**Alıştırmanın Amacı:** Aşağıdaki bültene göre Kastamonu'daki kazada hayatını kaybeden otomobil sürücüsünün eşi kaç yaşındadır?

**Kaynaktan Alıntı:**
---+---

Dha Yurt Bülteni-6 - Son Dakika
Güncel

Dha Yurt Bülteni-6

KASTAMONU'DA OTOMOBİL KAMYONLA ÇARPIŞTI: 3 ÖLÜ (EK)1)KİMLİKLER TESPİT EDİLDİKazada ölenlerin kimlikleri belirlendi.

19.05.2017 12:11
Twitter'da Paylaş Facebook'da Paylaş WhatsApp'da Paylaş

KASTAMONU'DA OTOMOBİL KAMYONLA ÇARPIŞTI: 3 ÖLÜ (EK)

1)KİMLİKLER TESPİT EDİLDİ

Kazada ölenlerin kimlikleri belirlendi. Otomobil sürücücü 62 yaşındaki Mustafa Soyanıt, eşi 57 yaşındaki Zülfiye Soyanıt, 47 yaşındaki Temel Odabaş.

KASTAMONU/DHA

=========================================================

2)CEZAEVİ FİRARİSİ EŞİNE DÖNER BIÇAĞIYLA SALDIRDI

"ÖLDÜKTEN SONRA HABER OLMAK İSTEMİYORUM"

MUĞLA'nın Fethiye İlçesi'nde yaşayan 21 yaşındaki Melek A., cezaevinden firar eden kocası 23 yaşındaki Oğulcan A.'nın döner bıçaklı saldırısına uğradı. Sol bacağındaki 30 santimlik kesi, 50'den fazla zımbayla kapatılan Melek A., kucağındaki oğluyla birlikte, bir kadın tarafından kurtarıldığını belirterek, "Öldükten sonra haber olmak istemiyorum" dedi.

---+---

**Verilen Bilgiler:**

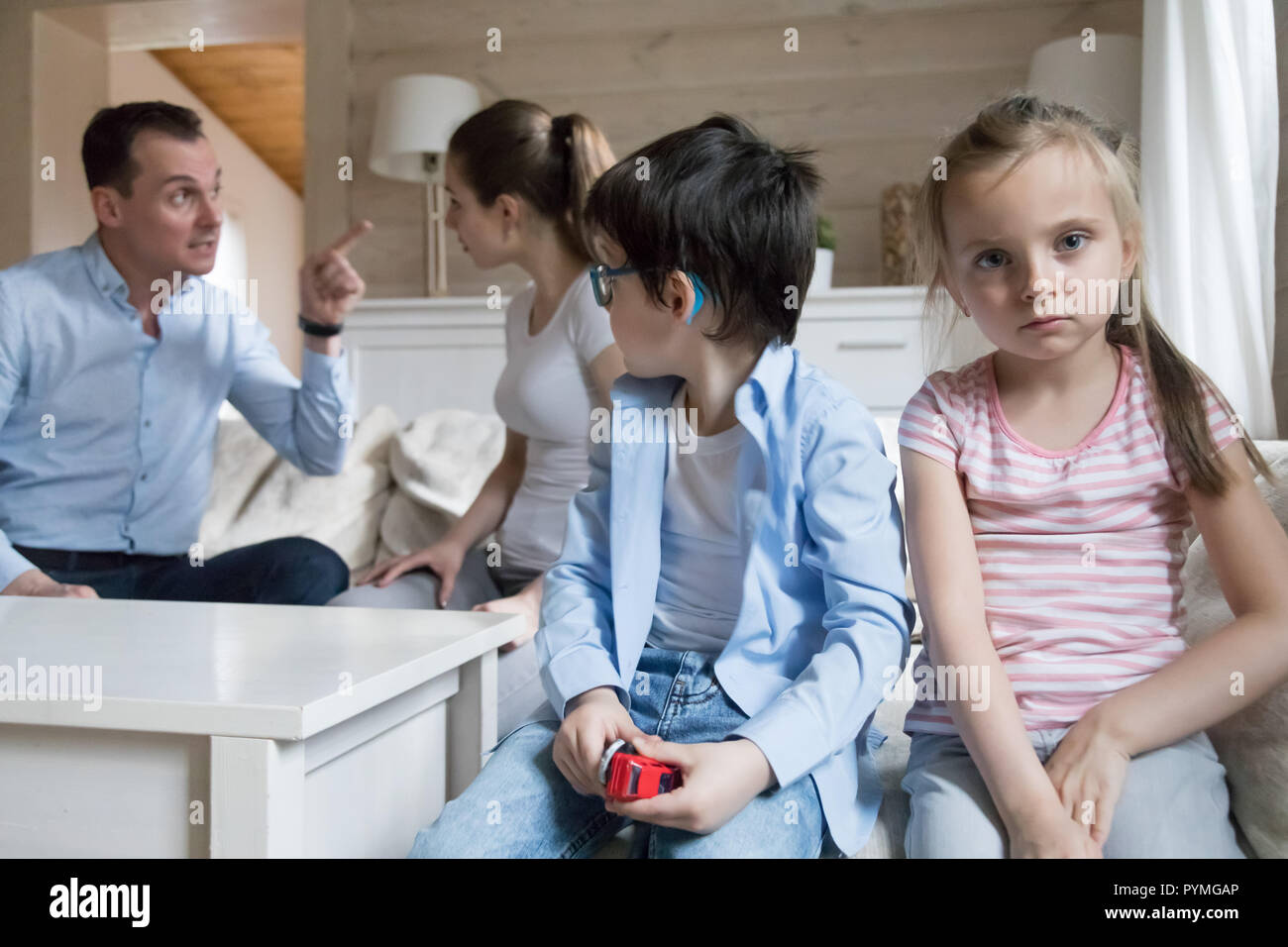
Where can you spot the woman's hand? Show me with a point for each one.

---+---

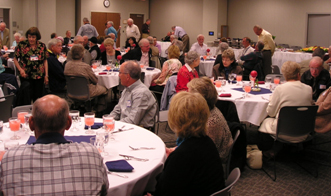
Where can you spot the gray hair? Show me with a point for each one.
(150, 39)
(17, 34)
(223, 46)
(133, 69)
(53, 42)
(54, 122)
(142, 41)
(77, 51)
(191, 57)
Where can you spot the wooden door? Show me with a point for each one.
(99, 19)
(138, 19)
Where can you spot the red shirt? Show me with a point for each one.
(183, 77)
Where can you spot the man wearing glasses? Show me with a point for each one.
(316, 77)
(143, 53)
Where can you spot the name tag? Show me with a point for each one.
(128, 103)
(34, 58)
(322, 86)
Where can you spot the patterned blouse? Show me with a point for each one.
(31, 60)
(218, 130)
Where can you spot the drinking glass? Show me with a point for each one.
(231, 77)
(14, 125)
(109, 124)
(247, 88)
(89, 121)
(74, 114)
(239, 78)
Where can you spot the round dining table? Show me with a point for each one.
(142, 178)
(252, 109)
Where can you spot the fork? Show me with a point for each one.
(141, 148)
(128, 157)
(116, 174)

---+---

**Tam Cevap:** Sürücünün eşi Zülfiye Soyanıt 57 yaşındadır.